## Task
Copy, without any change, the lines from the one that holds "Can you find the spider's small" through the final line of the material below.

## Provided data
++++++++
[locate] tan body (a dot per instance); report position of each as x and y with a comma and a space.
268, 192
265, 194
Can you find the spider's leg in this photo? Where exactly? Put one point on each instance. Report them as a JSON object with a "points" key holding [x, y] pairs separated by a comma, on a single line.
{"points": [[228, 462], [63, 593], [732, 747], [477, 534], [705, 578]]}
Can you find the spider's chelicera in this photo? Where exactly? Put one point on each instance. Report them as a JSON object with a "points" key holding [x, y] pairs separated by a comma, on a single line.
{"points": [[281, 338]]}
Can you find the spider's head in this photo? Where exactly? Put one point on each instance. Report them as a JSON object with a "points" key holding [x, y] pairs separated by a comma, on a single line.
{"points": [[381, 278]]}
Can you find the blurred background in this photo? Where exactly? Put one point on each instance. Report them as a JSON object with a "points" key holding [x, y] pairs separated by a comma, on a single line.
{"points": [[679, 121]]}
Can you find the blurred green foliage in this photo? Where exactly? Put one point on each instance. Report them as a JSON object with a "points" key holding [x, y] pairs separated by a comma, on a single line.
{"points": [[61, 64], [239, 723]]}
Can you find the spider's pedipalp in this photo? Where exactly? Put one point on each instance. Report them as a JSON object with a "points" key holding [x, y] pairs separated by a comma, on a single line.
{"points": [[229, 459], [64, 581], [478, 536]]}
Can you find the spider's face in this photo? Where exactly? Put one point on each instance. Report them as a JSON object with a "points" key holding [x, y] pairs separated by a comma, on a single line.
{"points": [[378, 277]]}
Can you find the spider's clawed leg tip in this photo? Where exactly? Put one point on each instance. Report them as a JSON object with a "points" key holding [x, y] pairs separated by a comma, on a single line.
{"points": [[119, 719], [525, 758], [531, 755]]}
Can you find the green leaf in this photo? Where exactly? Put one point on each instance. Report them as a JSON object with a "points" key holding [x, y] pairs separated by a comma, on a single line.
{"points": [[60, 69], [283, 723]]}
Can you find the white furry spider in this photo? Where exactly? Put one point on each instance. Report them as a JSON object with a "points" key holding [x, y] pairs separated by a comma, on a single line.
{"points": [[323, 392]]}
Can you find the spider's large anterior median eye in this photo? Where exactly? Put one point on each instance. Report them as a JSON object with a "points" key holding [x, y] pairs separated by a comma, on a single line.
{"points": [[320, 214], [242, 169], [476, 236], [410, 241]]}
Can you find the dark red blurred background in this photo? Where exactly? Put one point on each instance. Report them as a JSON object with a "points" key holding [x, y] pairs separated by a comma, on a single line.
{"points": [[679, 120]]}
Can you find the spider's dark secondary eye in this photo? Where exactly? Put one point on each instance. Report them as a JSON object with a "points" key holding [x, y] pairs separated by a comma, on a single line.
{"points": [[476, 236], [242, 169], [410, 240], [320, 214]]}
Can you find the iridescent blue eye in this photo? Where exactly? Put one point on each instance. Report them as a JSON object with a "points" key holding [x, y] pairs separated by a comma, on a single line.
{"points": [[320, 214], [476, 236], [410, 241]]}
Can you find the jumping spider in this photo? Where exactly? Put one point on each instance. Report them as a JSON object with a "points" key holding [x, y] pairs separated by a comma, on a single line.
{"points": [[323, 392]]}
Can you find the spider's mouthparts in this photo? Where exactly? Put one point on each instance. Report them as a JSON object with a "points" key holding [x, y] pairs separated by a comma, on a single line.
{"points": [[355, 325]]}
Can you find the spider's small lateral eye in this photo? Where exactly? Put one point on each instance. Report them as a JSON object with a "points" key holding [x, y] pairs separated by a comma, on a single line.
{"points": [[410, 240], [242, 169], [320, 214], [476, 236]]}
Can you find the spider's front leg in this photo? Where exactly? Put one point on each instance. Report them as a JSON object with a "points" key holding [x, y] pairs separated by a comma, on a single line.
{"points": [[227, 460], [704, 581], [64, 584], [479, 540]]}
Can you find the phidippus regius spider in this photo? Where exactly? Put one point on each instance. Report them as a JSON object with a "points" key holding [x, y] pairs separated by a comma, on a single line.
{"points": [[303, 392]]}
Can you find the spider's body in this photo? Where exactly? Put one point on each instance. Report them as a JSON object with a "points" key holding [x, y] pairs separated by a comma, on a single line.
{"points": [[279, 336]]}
++++++++
## Written solution
Can you find the spider's small lateral eye in this photo? Where exactly? Put one point on each instance. Report them as a JSON object with a "points" key holding [x, y] pairs separated by a comma, on a single line.
{"points": [[410, 240], [242, 169], [320, 214], [476, 236]]}
Can you find the spider's front leg in this photo? Where exactly? Put one point on each instance. Report them as a JSON object with a "points" key holding [x, y] pairs separated by a comma, on a single line.
{"points": [[227, 460], [704, 581], [64, 584], [479, 540]]}
Can you find the phidippus regius spider in this photo? Where exactly? Put one point on each instance. Report them as a JSON object with a "points" key holding [x, y] pairs separated by a comma, on a single line.
{"points": [[303, 392]]}
Can you find the spider's body in this photo? Where exactly? Put one point on each instance. Report them as a JSON object with a "points" key holding [x, y] pairs separated by a comma, on a single line.
{"points": [[279, 336]]}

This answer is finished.